## EXTRACTED INFORMATION
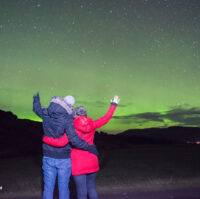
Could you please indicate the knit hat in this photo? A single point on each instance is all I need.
(81, 111)
(69, 100)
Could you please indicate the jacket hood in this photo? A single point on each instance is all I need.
(58, 106)
(83, 124)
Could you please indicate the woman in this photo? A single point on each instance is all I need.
(85, 165)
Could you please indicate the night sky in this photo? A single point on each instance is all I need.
(145, 51)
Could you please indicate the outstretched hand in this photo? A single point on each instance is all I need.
(115, 100)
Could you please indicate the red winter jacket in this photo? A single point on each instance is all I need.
(83, 162)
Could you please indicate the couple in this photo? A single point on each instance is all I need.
(71, 134)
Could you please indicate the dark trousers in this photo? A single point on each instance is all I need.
(85, 184)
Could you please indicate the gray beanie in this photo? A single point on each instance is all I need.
(81, 111)
(69, 100)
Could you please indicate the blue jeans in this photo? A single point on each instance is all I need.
(51, 168)
(85, 184)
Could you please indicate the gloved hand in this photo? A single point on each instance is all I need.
(92, 149)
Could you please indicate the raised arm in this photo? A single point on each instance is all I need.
(105, 119)
(75, 140)
(57, 142)
(37, 108)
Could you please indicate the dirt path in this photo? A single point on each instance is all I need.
(187, 193)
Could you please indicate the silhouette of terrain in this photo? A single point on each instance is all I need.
(21, 137)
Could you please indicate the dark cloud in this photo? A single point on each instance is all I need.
(180, 115)
(184, 116)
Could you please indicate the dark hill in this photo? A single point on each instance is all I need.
(21, 137)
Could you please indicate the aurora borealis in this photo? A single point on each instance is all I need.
(146, 51)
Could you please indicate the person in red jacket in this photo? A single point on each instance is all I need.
(85, 165)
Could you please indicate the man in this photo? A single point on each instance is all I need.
(57, 120)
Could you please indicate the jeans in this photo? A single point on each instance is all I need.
(85, 184)
(51, 168)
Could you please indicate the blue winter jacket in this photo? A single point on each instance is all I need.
(57, 120)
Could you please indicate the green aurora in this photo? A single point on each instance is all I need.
(145, 51)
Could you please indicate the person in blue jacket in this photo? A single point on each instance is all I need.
(57, 120)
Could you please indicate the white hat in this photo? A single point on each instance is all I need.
(69, 100)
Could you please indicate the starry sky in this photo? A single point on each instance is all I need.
(145, 51)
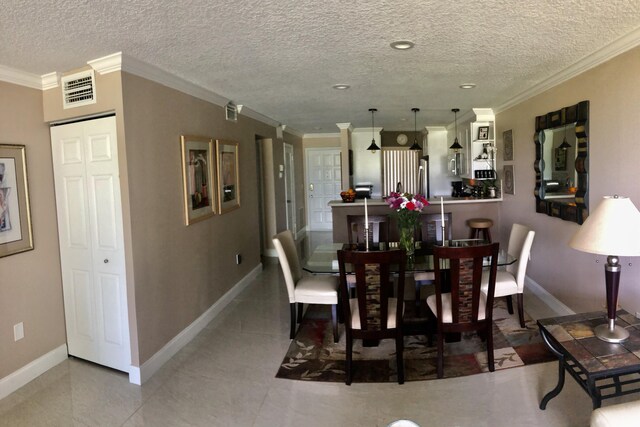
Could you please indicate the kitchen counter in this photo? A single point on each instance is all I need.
(461, 208)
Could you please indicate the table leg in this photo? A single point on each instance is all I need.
(558, 388)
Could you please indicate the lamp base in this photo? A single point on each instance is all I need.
(611, 333)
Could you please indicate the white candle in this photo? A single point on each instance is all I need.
(366, 215)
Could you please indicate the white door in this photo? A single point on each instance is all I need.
(289, 188)
(324, 179)
(87, 184)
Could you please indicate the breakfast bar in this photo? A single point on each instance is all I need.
(462, 209)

## PROBLEM DETAILS
Exclude the images and copy every record above exactly.

## ANSWER SPACE
Could you please indicate the knit hat in this photo? A single point on each instance is all I need.
(81, 111)
(69, 100)
Could you please indicate the jacket hood in this photo? A single point on each instance is all I need.
(58, 106)
(83, 124)
Could you please indicate the woman in this photo? A single point on each instance is all I need.
(85, 165)
Could you please indicate the night sky in this photo? A single point on each instance is all I need.
(145, 51)
Could you please indicate the outstretched hand in this photo? A single point on each instance is all I need.
(115, 100)
Could you please indicate the red winter jacket in this photo? A single point on each instance is all I need.
(83, 162)
Could you please indicate the couple in this photo? A single point on each instance is all I need.
(71, 134)
Could you please indicate the dark trousers in this photo? A single point on each instance is all I need.
(85, 184)
Could you please indicate the gray beanie in this photo? A single point on each instance is all I need.
(81, 111)
(69, 100)
Could you please indicate the blue jeans in this photo? A single point on each instance is all I need.
(51, 168)
(85, 184)
Could you please indicate the gloved hand in this photo? A single point on each instance is all I need.
(92, 149)
Could you please indicate the raised arm in this photo? A single point on each instance is all I need.
(105, 119)
(75, 140)
(57, 142)
(37, 108)
Could you please indicate the dirt path in this photo? A single point on each instance is all I need.
(187, 193)
Could you please indicate the silhouette of terrain in this photo? A single point on each instance is all I need.
(21, 137)
Could you please indicate the dark cloud in this photo? A single point on each instance is all I need.
(180, 115)
(184, 116)
Could you please indicate the dark hill in this photo? A single point on each instance is all I need.
(21, 137)
Could you please indicate the aurora borealis in this photo? A single point on each instance is all I need.
(146, 51)
Could you please indicate the person in red jacket in this photo? A single point on each instance is all I need.
(85, 165)
Could you please indicate the man in this photo? A single point on each instance is all I need.
(57, 120)
Could you please indicate the jeans in this photo? A single point on each instance is all I need.
(85, 184)
(51, 168)
Could you please indicate the blue winter jacket in this photo? A single point on each instance is all I need.
(57, 120)
Could you please indicate the green aurora in this photo? A single point on each instance is all I need.
(145, 51)
Could you please indicate the person in blue jacket in this photo? A single point on each instance is all I need.
(57, 120)
Could you please indicate the white hat in this photo? A single point on each instance is all I need.
(69, 100)
Could you please indicate the starry sky in this photo? A single point on each instance is all I need.
(145, 51)
Could you please indicate the kitchen counter in this photo? A single point on each instance is all I need.
(461, 208)
Could you please indicate the table leg in this photo? A single point on each instance is all I need.
(558, 388)
Could you please indicate the lamp base in this photo? A single point on each instance is all I need.
(611, 333)
Could you please indicate the white candle in this photo? A single point on each instance is all I need.
(366, 215)
Could you please indicate the white door in this photo? A single point on each instance is all I need.
(289, 188)
(324, 179)
(87, 184)
Could you please indicate the breakfast bar in this photo? A single point on each instance is all I need.
(462, 209)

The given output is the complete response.